Data records:
--------
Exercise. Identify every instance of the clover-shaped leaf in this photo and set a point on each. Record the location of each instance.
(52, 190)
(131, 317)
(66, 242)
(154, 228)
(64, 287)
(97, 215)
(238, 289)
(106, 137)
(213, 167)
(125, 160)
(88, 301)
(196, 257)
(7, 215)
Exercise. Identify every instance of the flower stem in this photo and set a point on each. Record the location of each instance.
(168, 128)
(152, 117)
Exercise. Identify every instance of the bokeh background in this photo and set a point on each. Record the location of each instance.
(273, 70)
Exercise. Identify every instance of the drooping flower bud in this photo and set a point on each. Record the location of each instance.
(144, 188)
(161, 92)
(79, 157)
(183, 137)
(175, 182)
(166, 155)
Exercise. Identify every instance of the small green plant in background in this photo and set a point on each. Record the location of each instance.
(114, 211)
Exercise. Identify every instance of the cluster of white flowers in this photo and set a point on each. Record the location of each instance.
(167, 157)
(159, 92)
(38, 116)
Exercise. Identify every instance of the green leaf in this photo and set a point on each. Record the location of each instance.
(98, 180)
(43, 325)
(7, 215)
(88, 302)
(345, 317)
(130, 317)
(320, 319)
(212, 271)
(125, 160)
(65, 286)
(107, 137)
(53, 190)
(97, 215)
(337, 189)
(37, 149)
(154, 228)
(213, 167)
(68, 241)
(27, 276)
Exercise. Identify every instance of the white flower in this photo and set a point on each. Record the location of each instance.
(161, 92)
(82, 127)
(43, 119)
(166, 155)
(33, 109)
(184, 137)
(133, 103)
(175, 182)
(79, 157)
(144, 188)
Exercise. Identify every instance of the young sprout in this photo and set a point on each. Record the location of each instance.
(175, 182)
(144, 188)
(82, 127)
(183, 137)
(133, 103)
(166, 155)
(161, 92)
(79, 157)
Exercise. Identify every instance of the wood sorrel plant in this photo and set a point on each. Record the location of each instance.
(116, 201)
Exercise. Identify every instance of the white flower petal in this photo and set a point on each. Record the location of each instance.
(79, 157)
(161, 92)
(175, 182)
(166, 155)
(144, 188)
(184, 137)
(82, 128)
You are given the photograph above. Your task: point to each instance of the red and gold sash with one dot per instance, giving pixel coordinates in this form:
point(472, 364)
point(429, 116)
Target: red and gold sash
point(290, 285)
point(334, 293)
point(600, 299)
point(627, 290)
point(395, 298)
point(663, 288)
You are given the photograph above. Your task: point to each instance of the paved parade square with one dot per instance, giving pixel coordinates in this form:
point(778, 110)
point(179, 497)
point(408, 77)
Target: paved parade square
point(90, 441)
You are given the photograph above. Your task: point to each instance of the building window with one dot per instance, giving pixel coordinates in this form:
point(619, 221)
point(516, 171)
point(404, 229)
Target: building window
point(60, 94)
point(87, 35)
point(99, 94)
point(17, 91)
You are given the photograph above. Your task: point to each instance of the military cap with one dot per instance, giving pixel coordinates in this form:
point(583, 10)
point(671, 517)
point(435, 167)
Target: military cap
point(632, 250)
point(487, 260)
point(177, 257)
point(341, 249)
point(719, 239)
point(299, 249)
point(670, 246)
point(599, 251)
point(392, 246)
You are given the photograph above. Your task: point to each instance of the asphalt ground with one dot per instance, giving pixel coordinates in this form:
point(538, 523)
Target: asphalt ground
--------
State, as a number only, how many lines in the entries include "form".

◆ Exercise solution
5